- _The exercise_
Express every line of the rows below as a JSON list of strings, one string per line, leaving out blank lines.

Items from a labeling collection:
^^^^^^^^^^^^^^^^
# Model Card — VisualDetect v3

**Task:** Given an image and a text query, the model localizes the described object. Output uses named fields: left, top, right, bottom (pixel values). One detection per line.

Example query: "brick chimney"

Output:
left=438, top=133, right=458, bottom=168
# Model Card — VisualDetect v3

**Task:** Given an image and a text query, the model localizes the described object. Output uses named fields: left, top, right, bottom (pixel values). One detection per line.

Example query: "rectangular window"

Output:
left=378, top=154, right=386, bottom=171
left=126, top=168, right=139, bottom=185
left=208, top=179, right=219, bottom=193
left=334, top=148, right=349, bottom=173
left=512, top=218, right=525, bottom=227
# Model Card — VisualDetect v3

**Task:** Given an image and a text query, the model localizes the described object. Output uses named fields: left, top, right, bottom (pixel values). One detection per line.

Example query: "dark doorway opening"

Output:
^^^^^^^^^^^^^^^^
- _Result of this task_
[
  "# Model Card — VisualDetect v3",
  "**Task:** Given an image and a text query, the model localizes the described object. Output uses named fields: left, top, right, bottom (pixel values). One detection per line.",
  "Example query: \"brick chimney\"",
  "Output:",
  "left=438, top=133, right=458, bottom=168",
  "# Model Card — VisualDetect v3",
  "**Task:** Given an image and a text query, the model localizes the described object. Output uses named fields: left, top, right, bottom (pixel values). One detection per line.",
  "Example query: \"rectangular window\"",
  "Output:",
  "left=378, top=154, right=386, bottom=171",
  "left=126, top=168, right=139, bottom=185",
  "left=208, top=179, right=219, bottom=193",
  "left=334, top=148, right=349, bottom=173",
  "left=512, top=218, right=525, bottom=227",
  "# Model Card — VisualDetect v3",
  "**Task:** Given an image and a text query, the model localizes the described object. Output uses named fields: left, top, right, bottom (pixel values). One detection per line.",
  "Example query: \"dark doorway opening\"",
  "Output:"
]